> CONSIGNE ÉCRITE:
Recopiez intégralement toutes les lignes de la liste ci-dessous, de la ligne qui contient « Tag the shirt » jusqu'à la fin de la liste, toutes deux incluses. Augmentez de 62 chaque nombre des coordonnées données en réponse et laissez tout le reste inchangé.

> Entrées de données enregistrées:
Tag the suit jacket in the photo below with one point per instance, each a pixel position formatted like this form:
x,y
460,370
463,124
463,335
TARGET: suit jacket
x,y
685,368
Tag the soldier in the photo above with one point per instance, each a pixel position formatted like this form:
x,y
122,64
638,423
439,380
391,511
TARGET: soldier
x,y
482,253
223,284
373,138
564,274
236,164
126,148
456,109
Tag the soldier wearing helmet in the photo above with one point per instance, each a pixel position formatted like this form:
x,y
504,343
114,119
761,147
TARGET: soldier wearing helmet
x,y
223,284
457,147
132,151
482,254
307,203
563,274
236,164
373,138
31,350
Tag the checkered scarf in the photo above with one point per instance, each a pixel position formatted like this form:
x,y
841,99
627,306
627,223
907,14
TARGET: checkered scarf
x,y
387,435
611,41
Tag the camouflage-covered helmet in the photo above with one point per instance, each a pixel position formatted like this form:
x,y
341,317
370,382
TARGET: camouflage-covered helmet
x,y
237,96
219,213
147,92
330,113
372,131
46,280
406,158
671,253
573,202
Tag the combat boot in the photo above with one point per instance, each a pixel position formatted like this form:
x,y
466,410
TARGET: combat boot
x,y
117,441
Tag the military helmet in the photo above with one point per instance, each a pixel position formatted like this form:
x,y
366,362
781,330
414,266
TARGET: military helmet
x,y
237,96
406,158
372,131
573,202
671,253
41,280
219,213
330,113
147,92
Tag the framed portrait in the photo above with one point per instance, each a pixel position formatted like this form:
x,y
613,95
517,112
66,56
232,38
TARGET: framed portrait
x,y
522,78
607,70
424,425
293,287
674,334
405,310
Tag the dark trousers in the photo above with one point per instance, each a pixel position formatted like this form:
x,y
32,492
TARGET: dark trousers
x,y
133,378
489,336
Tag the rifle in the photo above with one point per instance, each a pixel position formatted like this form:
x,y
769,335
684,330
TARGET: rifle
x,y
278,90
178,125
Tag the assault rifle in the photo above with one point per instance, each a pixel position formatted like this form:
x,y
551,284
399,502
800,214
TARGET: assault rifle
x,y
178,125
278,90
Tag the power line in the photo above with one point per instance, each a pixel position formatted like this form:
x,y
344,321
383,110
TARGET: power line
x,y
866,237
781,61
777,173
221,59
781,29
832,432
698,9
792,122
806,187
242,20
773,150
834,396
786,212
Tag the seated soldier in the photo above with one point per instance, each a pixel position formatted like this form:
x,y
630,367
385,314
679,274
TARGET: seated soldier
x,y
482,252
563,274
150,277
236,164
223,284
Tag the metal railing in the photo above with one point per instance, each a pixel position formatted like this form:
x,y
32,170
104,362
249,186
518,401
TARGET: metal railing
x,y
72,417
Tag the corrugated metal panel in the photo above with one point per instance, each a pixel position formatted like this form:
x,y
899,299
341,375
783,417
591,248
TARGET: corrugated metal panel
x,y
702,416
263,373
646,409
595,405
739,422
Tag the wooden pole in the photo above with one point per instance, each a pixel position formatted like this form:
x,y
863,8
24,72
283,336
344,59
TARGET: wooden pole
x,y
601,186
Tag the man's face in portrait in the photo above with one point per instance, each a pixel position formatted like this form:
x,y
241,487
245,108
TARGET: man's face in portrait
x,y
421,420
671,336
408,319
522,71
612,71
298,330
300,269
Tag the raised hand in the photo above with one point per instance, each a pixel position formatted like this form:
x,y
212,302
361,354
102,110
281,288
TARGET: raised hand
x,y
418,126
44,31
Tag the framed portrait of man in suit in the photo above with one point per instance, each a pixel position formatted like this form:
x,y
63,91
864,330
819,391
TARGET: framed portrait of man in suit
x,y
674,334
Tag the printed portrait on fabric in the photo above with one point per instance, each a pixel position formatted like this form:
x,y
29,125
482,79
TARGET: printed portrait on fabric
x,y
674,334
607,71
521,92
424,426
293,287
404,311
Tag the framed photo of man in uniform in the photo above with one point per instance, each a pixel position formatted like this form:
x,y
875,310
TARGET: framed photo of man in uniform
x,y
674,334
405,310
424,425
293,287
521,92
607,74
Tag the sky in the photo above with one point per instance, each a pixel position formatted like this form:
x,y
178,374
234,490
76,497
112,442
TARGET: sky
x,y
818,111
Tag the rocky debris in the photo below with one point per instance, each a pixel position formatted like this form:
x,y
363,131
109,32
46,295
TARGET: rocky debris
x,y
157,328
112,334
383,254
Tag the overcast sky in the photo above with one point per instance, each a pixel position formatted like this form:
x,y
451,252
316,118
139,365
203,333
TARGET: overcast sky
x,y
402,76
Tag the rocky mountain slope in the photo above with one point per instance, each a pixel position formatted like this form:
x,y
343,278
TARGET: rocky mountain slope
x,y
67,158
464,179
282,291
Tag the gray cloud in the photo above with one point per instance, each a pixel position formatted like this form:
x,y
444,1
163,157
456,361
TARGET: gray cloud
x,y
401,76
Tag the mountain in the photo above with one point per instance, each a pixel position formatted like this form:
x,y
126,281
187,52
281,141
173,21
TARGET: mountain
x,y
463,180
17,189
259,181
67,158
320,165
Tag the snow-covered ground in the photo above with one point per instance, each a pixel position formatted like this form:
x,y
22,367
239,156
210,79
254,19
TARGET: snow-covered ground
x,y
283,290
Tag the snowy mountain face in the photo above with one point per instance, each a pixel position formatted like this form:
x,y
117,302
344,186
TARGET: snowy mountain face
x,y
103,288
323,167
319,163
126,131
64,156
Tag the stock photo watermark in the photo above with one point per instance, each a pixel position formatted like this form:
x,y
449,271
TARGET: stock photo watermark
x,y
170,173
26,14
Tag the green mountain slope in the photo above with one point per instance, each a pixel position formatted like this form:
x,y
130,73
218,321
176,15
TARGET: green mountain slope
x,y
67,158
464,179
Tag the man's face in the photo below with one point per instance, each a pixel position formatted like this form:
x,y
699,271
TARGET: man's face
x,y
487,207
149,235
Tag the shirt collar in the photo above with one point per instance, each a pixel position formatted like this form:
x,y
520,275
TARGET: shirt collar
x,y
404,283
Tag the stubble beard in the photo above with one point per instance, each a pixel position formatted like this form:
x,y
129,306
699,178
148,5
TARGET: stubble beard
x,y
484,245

> RÉPONSE RÉDIGÉE:
Tag the shirt collar in the photo above with one point per instance, each a pixel position formatted like this form:
x,y
520,275
TARGET: shirt collar
x,y
466,345
Tag the stubble beard in the photo above with one point per instance, each a pixel position formatted like this form:
x,y
129,306
699,178
148,5
TARGET: stubble beard
x,y
546,307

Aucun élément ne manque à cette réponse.